TASK STATEMENT |
When you find the line with "the horse's eye." among the records below, reproduce it and each line after it exactly, ending with the line with "for the halter.".

*** MATERIAL SHOWN Section Begins ***

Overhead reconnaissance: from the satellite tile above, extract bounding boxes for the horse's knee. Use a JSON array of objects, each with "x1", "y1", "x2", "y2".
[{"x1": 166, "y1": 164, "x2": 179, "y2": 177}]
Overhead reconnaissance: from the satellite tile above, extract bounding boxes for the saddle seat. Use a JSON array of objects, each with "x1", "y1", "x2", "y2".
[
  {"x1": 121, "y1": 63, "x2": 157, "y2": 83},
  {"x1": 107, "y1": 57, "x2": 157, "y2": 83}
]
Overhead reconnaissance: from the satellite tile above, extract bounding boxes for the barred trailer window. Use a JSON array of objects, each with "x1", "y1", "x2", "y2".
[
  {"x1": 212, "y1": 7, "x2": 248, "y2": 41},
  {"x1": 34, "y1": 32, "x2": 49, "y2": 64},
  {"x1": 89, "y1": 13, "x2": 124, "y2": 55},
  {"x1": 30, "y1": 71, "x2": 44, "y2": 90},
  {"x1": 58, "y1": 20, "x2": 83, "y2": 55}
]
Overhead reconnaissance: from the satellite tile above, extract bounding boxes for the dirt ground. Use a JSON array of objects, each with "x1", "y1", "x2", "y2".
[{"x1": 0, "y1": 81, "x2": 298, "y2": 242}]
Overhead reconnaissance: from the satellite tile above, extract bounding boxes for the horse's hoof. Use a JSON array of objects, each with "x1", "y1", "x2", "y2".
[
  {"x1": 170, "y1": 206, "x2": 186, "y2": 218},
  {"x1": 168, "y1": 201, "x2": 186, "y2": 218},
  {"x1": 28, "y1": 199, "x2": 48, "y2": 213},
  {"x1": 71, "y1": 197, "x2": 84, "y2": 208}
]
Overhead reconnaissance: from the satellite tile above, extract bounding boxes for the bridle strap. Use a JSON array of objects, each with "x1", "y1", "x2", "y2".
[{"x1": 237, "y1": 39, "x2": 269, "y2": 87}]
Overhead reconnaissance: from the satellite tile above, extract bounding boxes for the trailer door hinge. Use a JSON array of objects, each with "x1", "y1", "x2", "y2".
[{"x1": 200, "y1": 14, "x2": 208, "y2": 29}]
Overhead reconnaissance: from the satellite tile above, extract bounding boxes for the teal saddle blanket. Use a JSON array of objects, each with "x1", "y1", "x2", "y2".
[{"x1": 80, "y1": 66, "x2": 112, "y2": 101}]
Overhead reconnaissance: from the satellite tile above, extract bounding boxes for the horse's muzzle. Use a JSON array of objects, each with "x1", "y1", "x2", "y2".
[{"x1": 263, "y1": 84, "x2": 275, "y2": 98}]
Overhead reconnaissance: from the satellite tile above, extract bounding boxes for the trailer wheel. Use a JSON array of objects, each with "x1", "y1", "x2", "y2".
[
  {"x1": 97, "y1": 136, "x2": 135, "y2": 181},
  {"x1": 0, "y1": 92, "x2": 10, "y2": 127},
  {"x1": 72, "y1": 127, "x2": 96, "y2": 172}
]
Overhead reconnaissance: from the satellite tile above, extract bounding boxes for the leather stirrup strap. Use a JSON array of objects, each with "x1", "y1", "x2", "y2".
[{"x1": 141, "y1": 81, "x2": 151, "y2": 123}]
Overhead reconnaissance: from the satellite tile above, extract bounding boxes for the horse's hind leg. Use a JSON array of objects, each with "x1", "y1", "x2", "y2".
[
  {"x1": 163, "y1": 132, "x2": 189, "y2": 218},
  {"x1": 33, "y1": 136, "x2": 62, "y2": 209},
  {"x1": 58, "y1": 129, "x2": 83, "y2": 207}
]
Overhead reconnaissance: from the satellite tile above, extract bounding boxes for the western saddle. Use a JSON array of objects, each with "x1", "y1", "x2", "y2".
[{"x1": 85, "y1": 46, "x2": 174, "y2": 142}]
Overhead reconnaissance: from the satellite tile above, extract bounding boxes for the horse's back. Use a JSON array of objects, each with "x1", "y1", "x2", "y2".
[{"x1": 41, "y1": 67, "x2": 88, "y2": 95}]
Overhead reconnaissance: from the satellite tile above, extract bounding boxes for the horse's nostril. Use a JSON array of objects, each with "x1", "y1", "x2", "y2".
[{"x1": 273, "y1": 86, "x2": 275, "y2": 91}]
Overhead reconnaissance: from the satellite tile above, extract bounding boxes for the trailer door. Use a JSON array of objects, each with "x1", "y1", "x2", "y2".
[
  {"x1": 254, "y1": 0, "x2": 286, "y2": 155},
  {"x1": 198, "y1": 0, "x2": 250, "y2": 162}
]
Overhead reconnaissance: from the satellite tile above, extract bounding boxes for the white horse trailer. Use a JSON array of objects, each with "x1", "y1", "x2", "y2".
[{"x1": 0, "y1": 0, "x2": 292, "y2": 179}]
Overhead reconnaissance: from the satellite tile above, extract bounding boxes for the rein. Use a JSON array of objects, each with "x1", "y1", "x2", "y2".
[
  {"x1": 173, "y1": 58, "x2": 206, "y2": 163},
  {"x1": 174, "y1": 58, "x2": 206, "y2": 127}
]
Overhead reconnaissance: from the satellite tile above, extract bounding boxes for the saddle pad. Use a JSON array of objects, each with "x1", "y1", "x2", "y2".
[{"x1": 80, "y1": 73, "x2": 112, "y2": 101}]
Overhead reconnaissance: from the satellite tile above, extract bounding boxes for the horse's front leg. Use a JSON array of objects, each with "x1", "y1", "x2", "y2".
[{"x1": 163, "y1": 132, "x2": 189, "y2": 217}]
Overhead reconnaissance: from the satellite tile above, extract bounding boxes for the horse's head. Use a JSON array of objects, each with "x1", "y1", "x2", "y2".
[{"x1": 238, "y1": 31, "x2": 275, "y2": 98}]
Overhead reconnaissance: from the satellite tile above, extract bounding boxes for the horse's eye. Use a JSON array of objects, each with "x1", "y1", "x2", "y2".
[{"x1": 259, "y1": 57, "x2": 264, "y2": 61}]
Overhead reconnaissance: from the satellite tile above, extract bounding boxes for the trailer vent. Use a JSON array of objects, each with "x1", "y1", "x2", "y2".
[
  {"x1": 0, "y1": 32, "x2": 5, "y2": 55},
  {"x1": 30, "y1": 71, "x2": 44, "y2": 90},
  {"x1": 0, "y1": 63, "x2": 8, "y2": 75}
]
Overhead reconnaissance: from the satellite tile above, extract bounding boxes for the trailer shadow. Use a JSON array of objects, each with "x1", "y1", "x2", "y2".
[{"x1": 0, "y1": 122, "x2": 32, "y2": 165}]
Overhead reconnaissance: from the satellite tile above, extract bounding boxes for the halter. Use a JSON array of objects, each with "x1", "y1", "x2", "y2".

*** MATERIAL SHOWN Section Ends ***
*** MATERIAL SHOWN Section Begins ***

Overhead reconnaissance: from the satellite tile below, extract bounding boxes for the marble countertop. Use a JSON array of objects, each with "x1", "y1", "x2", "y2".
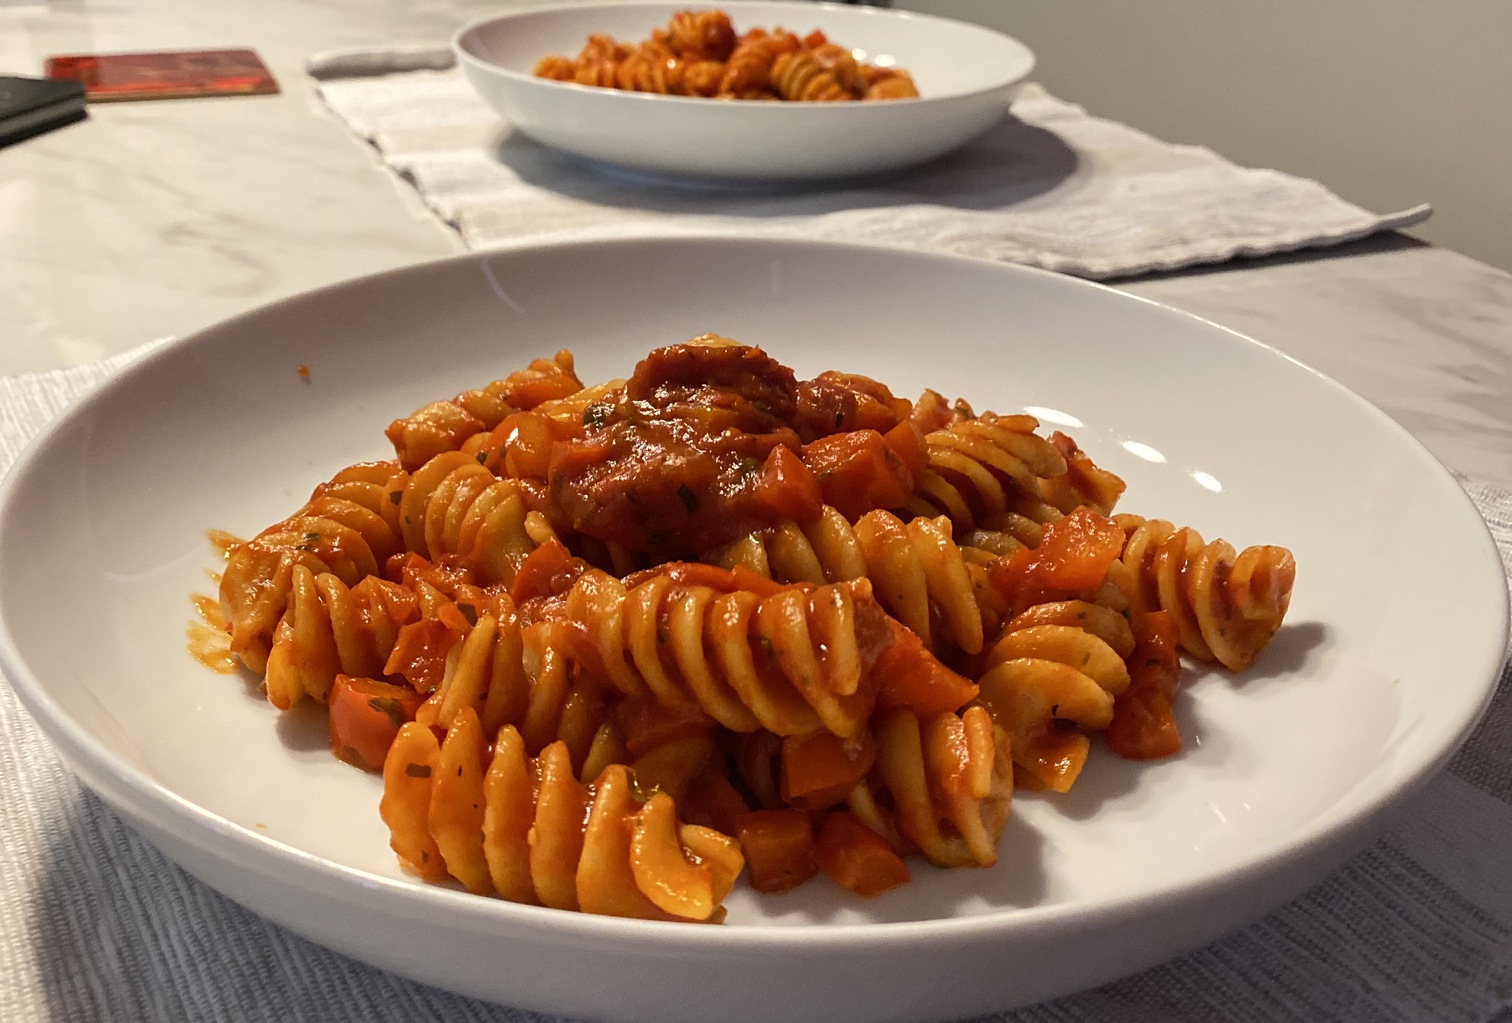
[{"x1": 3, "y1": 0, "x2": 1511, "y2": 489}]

*** MATERIAL SHOWN Section Ends ***

ANSWER FOR THIS EXERCISE |
Overhead reconnaissance: from the satellite tile above, extract bounding boxes for the horse's eye. Use a JSON array of objects, each with "x1", "y1", "x2", "y2".
[{"x1": 259, "y1": 57, "x2": 264, "y2": 61}]
Overhead reconnaissance: from the satellite tile above, extract bounding boxes for the trailer vent. Use a JSON array of objects, each with "x1", "y1", "x2", "y2".
[
  {"x1": 0, "y1": 32, "x2": 5, "y2": 55},
  {"x1": 30, "y1": 71, "x2": 44, "y2": 90},
  {"x1": 0, "y1": 63, "x2": 8, "y2": 75}
]
Overhead reconnaissance: from the satellite tile above, extract bounding boxes for the trailer shadow. Use a JSON array of objects, each with "x1", "y1", "x2", "y2".
[{"x1": 0, "y1": 122, "x2": 32, "y2": 165}]
Overhead reconnaissance: from the satellite tile above, extract bounding boxes for the halter. Use a JSON array of objects, each with "x1", "y1", "x2", "y2".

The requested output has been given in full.